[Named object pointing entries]

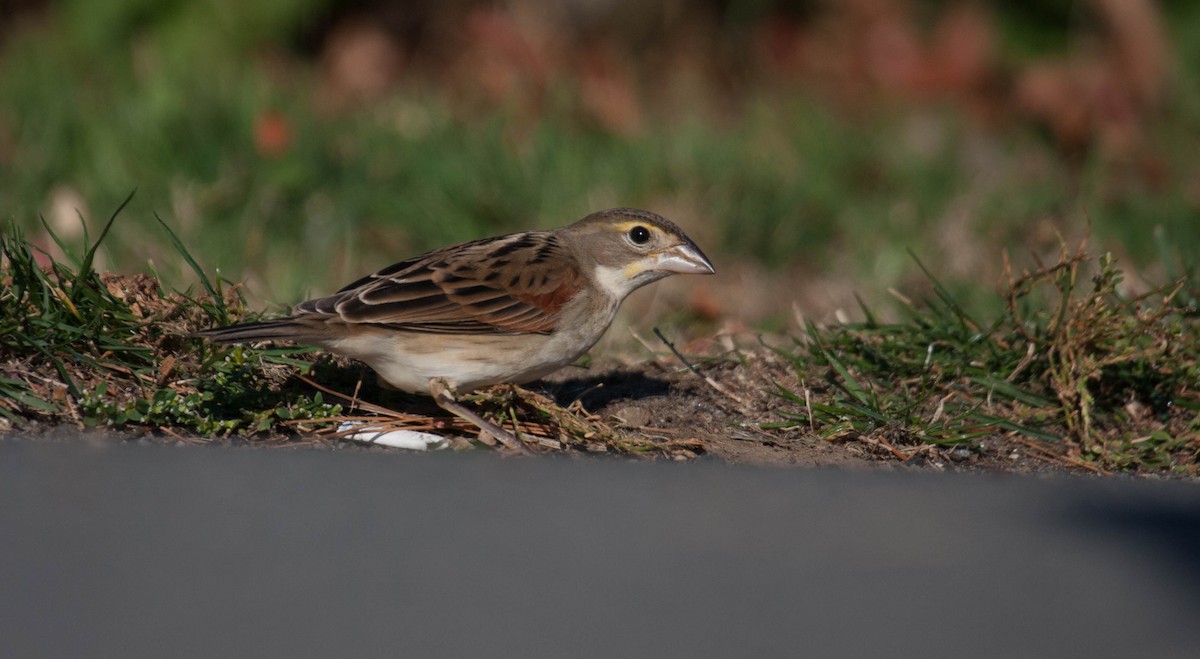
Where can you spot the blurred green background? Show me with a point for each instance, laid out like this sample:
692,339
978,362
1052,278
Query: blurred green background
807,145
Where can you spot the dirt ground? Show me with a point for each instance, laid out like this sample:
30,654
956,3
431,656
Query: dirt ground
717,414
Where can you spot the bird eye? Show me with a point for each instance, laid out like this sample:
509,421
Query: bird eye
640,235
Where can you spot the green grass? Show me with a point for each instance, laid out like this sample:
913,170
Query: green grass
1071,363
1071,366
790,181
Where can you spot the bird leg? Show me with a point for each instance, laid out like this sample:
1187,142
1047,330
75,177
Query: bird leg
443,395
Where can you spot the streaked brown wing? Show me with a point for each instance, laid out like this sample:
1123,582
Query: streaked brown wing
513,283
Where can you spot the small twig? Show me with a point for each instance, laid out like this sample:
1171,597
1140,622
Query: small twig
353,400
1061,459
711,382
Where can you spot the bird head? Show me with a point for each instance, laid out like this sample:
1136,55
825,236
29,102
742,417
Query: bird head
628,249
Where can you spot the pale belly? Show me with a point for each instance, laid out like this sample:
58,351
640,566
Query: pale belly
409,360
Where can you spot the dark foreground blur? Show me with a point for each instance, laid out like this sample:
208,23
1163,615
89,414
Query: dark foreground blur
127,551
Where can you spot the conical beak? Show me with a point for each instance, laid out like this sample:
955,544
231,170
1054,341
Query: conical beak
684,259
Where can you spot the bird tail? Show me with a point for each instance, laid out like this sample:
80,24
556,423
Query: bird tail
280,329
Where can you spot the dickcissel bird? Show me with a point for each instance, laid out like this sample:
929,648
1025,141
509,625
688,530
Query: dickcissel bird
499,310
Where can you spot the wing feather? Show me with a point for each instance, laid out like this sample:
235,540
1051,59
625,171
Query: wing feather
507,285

* **EXERCISE OBJECTIVE**: Output every line of the entries above as a numbered list, omitting blank lines and leaving out the pictures.

* **SOLUTION TO THE PROBLEM**:
1. Where can you spot the blurred green background? Show me with a point for each instance, laid out like this sample:
2. 692,339
3. 978,362
4. 1052,278
5. Query: blurred green background
6. 807,145
7. Where can you spot the dirt ground? Show me with a point for each instance, laid out like this sample:
8. 30,654
9. 956,3
10. 431,656
11. Query: dirt ground
12. 717,414
13. Where can you spot the bird eye? Show me with a point for each instance, laid out like this sample:
14. 509,421
15. Query: bird eye
16. 640,235
17. Where can you spot the green grass? Show me with a point for each instance, laid out like this sample:
18. 913,170
19. Query: green grass
20. 1071,363
21. 1071,366
22. 790,181
23. Where can you spot the bird leg? Show me with a point for each instance, laid out like this sample:
24. 1187,142
25. 1047,330
26. 75,177
27. Query: bird leg
28. 443,395
29. Where can you spot the streaked brown wing? Show me with a point for each instance, laid out like this sample:
30. 1123,582
31. Query: streaked brown wing
32. 513,283
33. Where can you spot the small twig? Show me with a point for each instance, laid out like this sample:
34. 1171,597
35. 1140,622
36. Query: small twig
37. 353,400
38. 1061,459
39. 711,382
40. Where can you spot the bird head? Show me with a point for each instance, laid out like this sample:
41. 1136,55
42. 825,236
43. 29,102
44. 742,417
45. Query: bird head
46. 628,249
47. Where can you spot the pale belly? Show me with a point for each instance, laid out like this sample:
48. 58,351
49. 640,566
50. Query: pale belly
51. 409,360
52. Where can you spot the dark foreground blur? Show me with a point for each instance, laid out like this sample:
53. 208,23
54. 1163,615
55. 89,414
56. Query: dark foreground blur
57. 127,551
58. Where can you spot the conical beak? Show me with a point for each instance, laid out like this sample:
59. 955,544
60. 231,170
61. 1054,341
62. Query: conical beak
63. 684,259
64. Where can you spot the bird tail? Show me with a point for each instance, laid out like this sample:
65. 80,24
66. 556,423
67. Query: bird tail
68. 280,329
69. Where can you spot the dickcissel bird? Show me with a point for each instance, laid out like this sample:
70. 929,648
71. 1025,141
72. 509,625
73. 688,530
74. Query: dickcissel bird
75. 499,310
76. Where can you spot the wing feather? Show me with a point for each instance, laid out like this sample:
77. 235,540
78. 1051,59
79. 625,171
80. Query: wing feather
81. 507,285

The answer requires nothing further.